Please retype the following lines exactly, starting at the first line and ending at the line that contains "[0, 0, 510, 339]", with both of those lines included.
____ DATA SUPPLIED
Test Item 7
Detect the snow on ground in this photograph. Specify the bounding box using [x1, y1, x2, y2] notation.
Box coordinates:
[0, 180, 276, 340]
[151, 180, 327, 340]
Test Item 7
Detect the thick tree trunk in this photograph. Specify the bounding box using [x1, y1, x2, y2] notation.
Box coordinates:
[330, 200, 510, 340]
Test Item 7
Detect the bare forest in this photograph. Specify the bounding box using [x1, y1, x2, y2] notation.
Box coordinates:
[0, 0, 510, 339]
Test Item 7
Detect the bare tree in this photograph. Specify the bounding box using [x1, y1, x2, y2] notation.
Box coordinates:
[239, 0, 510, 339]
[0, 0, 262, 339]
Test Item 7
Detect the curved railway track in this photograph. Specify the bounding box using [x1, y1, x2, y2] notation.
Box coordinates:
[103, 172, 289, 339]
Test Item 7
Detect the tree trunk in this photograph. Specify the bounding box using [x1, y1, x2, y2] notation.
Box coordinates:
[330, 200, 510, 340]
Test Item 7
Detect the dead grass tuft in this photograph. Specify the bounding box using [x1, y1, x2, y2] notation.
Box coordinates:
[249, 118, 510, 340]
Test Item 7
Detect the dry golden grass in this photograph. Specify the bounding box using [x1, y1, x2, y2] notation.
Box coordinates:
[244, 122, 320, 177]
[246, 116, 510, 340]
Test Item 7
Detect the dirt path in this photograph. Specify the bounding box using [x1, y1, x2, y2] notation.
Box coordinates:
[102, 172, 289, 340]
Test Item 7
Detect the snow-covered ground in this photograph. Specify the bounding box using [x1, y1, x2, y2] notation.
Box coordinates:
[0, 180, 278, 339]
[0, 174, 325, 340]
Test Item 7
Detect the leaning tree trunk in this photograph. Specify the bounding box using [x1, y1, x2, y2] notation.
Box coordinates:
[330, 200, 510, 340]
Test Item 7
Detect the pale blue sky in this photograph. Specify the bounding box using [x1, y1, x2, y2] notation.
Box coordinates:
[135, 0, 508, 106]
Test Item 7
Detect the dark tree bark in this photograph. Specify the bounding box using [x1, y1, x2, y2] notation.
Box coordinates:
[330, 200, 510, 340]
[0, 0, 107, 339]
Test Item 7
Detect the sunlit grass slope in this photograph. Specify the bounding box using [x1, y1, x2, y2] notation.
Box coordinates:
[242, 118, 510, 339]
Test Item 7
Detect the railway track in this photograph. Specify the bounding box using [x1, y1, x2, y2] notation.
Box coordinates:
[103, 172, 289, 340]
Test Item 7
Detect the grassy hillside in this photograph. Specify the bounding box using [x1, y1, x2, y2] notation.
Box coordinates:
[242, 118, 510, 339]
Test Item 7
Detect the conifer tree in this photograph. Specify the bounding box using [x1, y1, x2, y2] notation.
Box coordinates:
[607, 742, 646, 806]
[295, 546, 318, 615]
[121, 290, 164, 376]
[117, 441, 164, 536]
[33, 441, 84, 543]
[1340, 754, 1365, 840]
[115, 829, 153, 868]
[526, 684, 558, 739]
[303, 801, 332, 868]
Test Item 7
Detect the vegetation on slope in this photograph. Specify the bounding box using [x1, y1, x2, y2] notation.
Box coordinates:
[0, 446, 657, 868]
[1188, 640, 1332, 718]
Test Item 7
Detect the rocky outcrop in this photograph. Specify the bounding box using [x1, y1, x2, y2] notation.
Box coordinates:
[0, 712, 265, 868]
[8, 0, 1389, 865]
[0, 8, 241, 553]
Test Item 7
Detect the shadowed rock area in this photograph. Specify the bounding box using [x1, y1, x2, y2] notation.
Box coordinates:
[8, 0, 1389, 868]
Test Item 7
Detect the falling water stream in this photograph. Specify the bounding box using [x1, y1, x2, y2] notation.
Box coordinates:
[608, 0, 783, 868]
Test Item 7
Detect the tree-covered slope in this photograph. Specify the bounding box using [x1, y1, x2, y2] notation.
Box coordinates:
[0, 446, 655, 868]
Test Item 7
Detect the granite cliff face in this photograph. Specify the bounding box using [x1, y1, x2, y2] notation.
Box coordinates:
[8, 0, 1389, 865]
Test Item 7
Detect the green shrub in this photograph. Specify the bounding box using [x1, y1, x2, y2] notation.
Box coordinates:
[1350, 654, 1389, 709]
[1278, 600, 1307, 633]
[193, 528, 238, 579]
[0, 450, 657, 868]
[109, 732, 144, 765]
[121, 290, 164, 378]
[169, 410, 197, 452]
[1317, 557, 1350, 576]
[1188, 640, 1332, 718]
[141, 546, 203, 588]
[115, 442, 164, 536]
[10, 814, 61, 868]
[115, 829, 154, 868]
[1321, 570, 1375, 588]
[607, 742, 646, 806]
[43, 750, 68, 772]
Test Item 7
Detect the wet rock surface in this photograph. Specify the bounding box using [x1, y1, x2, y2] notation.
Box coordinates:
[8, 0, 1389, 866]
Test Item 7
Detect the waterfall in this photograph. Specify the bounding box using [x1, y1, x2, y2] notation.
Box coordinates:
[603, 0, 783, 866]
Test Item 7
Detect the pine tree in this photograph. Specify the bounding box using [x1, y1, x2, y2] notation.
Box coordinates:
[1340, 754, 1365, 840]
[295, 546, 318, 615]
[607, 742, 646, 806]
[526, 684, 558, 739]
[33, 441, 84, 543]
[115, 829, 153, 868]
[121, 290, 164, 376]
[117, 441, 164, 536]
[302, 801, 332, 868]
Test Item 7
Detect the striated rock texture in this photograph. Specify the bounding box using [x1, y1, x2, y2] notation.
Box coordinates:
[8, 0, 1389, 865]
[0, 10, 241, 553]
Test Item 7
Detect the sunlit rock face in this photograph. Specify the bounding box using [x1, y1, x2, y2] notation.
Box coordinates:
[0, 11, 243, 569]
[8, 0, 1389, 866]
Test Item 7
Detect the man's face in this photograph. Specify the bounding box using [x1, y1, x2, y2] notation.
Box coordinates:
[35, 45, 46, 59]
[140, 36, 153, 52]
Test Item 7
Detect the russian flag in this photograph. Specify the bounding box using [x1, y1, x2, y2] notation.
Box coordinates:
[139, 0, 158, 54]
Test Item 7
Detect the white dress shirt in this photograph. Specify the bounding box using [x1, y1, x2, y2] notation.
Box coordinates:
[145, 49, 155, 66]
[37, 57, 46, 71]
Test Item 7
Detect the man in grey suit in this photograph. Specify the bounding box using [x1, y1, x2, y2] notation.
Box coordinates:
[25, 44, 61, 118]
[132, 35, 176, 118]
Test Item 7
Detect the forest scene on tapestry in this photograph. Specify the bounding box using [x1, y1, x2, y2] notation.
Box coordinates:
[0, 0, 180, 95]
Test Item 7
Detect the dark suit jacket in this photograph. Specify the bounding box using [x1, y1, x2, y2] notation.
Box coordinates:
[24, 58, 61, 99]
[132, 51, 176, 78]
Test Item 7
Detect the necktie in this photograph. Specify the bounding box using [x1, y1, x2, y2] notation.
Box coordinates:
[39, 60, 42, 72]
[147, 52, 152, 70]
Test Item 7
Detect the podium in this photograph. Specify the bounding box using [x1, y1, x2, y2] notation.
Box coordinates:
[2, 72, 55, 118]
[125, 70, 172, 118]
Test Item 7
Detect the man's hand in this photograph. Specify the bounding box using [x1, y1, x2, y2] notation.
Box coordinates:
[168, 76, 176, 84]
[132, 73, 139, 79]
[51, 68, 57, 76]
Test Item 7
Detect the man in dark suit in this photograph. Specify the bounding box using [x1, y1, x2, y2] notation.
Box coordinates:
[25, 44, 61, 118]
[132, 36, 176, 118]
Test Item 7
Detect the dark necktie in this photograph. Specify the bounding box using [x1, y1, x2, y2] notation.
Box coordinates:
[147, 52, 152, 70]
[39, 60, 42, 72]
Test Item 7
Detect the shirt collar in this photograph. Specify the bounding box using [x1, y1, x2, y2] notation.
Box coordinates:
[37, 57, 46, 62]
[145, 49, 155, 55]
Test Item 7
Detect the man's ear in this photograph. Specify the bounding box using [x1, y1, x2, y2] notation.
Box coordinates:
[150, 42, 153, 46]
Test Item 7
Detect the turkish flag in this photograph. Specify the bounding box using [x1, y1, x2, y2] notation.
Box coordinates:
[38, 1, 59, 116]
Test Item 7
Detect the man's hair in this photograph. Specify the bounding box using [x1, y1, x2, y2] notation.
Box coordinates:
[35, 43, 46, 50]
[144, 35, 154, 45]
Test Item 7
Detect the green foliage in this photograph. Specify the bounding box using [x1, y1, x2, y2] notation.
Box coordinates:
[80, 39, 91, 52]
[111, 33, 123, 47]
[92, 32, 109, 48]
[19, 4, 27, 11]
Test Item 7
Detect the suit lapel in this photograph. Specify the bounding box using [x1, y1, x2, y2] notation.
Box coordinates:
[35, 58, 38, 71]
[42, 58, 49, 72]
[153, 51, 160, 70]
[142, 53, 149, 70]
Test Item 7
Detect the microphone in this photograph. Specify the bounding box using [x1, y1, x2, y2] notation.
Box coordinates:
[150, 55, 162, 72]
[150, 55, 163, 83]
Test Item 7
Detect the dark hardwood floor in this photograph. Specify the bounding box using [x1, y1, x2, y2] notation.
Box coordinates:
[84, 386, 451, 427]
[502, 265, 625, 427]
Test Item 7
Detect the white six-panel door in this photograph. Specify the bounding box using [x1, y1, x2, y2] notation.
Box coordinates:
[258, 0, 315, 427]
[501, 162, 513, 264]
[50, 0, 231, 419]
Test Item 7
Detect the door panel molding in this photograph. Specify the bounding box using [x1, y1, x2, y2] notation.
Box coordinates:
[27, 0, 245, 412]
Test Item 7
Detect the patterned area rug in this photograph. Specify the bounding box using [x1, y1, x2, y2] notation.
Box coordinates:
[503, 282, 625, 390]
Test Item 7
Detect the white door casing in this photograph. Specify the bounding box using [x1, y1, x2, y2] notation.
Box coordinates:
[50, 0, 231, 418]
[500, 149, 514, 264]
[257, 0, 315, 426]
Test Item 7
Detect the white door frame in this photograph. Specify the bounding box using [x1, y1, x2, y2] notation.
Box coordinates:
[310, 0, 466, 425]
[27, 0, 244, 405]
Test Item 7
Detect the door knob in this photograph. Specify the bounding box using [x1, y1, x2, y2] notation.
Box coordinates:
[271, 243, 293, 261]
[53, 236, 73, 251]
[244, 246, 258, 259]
________
**ANSWER TO THE PROBLEM**
Test Item 7
Detect the snow on ground in this photograph. Specify the bounding box using [x1, y1, x2, y2] notation.
Box coordinates:
[0, 180, 276, 340]
[151, 180, 327, 340]
Test Item 7
Detect the thick tree trunk in this photograph. Specify the bounding box using [x1, y1, x2, y2] notation.
Box coordinates:
[330, 200, 510, 340]
Test Item 7
Detect the bare forest in this photograph. Specify the bounding box using [x1, y1, x2, y2] notation.
Box coordinates:
[0, 0, 510, 339]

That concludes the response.